O exercício:
Troque "wicker" por "rattan" na listagem, começando no início dela e terminando na linha que contém "[250,89,456,226]", incluindo essa linha. Reproduza esse trecho com todo o resto inalterado.
* * *
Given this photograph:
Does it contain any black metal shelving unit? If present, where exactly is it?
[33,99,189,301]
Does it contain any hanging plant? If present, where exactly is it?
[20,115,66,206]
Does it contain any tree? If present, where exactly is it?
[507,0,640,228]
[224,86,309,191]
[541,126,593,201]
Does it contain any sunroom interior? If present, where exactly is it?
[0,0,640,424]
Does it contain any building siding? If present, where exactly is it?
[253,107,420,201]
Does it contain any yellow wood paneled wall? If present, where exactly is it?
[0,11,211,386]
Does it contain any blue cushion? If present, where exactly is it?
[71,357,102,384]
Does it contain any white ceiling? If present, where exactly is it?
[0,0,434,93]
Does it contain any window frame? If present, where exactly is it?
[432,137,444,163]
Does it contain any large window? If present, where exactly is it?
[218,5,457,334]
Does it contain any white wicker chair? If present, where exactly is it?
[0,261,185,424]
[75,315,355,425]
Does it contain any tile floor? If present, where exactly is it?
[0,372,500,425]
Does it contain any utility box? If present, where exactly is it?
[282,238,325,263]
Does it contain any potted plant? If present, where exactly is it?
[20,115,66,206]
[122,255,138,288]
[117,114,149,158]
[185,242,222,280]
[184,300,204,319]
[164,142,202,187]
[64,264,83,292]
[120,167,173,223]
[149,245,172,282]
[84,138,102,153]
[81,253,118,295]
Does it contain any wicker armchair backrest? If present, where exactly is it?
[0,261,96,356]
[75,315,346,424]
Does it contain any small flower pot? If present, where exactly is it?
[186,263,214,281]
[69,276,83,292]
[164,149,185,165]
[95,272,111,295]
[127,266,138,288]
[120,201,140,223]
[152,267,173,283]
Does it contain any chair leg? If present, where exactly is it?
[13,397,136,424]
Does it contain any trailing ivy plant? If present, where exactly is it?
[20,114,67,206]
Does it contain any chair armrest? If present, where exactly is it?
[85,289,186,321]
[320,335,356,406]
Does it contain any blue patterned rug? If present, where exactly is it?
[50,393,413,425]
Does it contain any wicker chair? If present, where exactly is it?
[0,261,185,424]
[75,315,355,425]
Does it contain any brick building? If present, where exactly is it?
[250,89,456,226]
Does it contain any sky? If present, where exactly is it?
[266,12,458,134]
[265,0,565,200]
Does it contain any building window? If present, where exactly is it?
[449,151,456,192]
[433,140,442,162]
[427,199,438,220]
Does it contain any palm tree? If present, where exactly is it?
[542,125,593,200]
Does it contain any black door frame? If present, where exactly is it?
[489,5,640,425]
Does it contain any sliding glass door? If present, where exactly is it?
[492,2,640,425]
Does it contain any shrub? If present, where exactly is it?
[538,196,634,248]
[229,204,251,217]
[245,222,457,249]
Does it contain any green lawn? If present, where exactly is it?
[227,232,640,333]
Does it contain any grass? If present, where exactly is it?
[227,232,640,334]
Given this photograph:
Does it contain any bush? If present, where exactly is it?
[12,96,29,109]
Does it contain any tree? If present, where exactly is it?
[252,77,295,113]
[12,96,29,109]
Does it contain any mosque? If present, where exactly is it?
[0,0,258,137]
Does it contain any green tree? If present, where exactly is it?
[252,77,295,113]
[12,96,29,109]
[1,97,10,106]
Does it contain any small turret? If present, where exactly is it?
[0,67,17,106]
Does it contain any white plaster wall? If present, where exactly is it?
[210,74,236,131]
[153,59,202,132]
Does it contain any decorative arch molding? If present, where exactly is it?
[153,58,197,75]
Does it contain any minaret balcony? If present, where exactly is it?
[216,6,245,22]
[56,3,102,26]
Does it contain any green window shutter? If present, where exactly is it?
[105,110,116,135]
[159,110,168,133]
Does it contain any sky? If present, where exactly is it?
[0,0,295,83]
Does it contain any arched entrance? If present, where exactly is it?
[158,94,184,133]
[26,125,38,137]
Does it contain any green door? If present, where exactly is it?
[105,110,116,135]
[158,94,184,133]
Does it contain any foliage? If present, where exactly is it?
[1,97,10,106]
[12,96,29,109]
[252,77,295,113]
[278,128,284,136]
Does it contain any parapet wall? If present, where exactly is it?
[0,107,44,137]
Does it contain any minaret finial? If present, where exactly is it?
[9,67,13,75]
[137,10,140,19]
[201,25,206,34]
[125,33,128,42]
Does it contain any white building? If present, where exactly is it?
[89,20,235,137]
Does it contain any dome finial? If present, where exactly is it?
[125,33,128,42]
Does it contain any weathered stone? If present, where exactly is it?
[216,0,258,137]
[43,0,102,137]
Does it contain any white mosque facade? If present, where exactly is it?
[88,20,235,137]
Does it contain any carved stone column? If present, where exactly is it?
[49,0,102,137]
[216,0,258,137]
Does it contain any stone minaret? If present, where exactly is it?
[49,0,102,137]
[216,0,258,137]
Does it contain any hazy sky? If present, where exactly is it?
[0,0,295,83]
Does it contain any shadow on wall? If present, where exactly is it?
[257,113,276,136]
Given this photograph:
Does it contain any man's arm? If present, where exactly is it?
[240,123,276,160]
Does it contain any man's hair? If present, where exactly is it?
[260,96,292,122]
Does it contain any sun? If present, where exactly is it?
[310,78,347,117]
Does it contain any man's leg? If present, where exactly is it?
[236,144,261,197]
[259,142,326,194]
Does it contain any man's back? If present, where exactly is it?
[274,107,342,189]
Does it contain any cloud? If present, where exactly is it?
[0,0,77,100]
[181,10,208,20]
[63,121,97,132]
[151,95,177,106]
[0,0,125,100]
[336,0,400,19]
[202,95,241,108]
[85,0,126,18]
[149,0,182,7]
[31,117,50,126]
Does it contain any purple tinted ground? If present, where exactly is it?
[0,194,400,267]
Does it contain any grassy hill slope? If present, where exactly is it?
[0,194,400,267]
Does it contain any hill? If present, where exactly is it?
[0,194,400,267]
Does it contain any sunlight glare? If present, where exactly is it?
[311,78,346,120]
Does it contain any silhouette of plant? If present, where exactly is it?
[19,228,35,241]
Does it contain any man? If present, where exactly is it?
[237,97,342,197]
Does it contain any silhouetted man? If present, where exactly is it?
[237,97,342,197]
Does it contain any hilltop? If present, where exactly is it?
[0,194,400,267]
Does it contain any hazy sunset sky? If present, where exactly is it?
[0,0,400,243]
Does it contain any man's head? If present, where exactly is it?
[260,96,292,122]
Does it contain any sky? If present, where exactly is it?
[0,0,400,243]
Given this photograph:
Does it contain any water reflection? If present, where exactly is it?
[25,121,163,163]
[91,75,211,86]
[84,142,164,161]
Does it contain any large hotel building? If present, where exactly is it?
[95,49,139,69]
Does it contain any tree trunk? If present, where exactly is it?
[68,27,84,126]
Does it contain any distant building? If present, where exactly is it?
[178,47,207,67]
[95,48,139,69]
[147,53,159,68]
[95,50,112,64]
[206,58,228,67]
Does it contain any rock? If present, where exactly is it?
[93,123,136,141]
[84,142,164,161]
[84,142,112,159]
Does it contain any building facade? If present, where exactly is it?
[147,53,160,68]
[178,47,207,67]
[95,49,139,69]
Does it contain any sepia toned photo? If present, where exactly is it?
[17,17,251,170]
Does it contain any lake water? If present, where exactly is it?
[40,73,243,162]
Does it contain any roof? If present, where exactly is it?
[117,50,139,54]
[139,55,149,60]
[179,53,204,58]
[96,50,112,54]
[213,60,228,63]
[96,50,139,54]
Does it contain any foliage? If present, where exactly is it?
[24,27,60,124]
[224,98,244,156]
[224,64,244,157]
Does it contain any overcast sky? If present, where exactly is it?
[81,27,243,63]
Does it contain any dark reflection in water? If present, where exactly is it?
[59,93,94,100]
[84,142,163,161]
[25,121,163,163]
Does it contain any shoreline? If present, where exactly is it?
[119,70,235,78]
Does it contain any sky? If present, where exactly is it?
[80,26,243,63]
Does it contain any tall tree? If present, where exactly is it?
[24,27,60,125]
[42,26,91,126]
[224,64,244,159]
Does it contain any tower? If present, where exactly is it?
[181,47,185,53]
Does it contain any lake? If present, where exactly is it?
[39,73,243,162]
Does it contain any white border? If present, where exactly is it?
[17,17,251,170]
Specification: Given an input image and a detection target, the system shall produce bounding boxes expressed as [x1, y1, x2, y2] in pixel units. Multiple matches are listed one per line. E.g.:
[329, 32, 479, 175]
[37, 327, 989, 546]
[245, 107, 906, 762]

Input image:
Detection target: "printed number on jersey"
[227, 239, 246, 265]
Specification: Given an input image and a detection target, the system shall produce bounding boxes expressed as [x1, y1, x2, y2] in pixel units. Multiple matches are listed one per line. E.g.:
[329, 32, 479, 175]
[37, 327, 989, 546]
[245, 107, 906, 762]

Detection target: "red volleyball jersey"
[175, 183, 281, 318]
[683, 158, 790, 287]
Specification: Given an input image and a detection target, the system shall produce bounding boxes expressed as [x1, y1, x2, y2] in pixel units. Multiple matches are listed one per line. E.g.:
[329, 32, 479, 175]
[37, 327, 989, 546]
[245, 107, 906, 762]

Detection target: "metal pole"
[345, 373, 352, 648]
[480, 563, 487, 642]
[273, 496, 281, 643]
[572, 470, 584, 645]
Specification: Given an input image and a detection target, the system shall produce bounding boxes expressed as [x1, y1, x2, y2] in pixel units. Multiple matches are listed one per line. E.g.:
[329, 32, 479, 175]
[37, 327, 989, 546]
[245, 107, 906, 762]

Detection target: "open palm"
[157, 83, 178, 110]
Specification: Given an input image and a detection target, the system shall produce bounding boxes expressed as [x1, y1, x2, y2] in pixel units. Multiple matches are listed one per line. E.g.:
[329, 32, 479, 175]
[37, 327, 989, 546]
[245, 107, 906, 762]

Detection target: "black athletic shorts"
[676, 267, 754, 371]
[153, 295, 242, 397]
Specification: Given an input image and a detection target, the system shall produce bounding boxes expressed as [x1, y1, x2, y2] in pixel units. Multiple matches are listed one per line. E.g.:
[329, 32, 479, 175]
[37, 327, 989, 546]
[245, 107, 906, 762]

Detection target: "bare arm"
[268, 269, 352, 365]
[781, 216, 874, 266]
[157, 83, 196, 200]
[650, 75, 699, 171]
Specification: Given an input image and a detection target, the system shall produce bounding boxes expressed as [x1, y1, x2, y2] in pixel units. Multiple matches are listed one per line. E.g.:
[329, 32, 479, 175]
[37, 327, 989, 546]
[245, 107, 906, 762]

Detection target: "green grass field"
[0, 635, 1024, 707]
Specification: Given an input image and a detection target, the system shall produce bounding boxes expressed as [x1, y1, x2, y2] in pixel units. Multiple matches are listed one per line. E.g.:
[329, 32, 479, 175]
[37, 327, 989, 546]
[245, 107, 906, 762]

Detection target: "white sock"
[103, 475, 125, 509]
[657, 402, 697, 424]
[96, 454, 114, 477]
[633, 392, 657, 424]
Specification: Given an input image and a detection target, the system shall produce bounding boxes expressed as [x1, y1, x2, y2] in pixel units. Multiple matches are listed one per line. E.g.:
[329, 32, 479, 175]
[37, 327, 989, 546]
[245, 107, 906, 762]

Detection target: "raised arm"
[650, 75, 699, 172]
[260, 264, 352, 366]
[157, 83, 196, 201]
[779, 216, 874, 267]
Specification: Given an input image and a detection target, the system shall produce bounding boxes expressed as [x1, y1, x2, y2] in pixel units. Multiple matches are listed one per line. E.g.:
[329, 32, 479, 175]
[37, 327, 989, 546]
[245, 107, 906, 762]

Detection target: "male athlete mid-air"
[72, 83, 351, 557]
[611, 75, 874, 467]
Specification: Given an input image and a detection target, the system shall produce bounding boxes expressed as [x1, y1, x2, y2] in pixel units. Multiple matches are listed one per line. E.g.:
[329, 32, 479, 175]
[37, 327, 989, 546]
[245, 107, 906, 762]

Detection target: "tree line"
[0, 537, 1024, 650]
* * *
Solução:
Given this photograph:
Does it contain any black metal shelving unit? If present, where exactly is it?
[33,99,189,301]
Does it contain any hanging plant? If present, where exactly is it?
[20,115,66,206]
Does it contain any tree? If present, where exactly is it?
[507,0,640,228]
[224,86,309,191]
[541,126,593,201]
Does it contain any sunroom interior? If present, where exactly is it?
[0,0,640,424]
Does it contain any building siding? If present, where exactly is it?
[253,107,420,201]
Does it contain any yellow wood paneled wall? If present, where exactly is it?
[0,11,211,386]
Does it contain any blue cushion? If present, where exactly is it?
[71,357,102,384]
Does it contain any white ceiling? If present, where exactly is it?
[0,0,434,93]
Does it contain any window frame? If present, where exactly is it?
[432,137,444,163]
Does it contain any large window? If present, where exactly is it?
[218,5,457,334]
Does it contain any white rattan chair? If present, where exactly is it?
[0,261,185,424]
[75,315,355,425]
Does it contain any tile floor? If present, where exactly is it?
[0,372,500,425]
Does it contain any utility box? If present, where exactly is it?
[282,238,325,263]
Does it contain any potted plant? If present, where exactly is it?
[20,115,66,206]
[122,255,138,288]
[117,114,149,158]
[185,242,222,280]
[184,300,204,319]
[164,142,202,187]
[64,264,83,292]
[120,167,173,223]
[149,245,172,282]
[84,138,102,153]
[81,253,118,295]
Does it contain any rattan armchair backrest? If present, where exactly is it?
[0,261,96,356]
[75,315,346,424]
Does it contain any small flower pot? If present, where exactly is it?
[186,263,214,281]
[69,276,83,292]
[164,149,185,165]
[95,272,111,295]
[127,266,138,288]
[120,201,140,223]
[152,267,173,283]
Does it contain any chair leg? If present, where exactly is it?
[13,397,136,424]
Does it contain any trailing ivy plant? If present, where exactly is it?
[20,114,67,206]
Does it contain any chair armrest? If present, where exactly is it?
[85,289,186,321]
[320,335,356,406]
Does it contain any blue patterned rug? If present, where exactly is it?
[50,393,413,425]
Does it contain any rattan chair? If present, where exactly is it?
[0,261,185,424]
[75,315,355,425]
Does it contain any brick building? If present, where exactly is it?
[250,89,456,226]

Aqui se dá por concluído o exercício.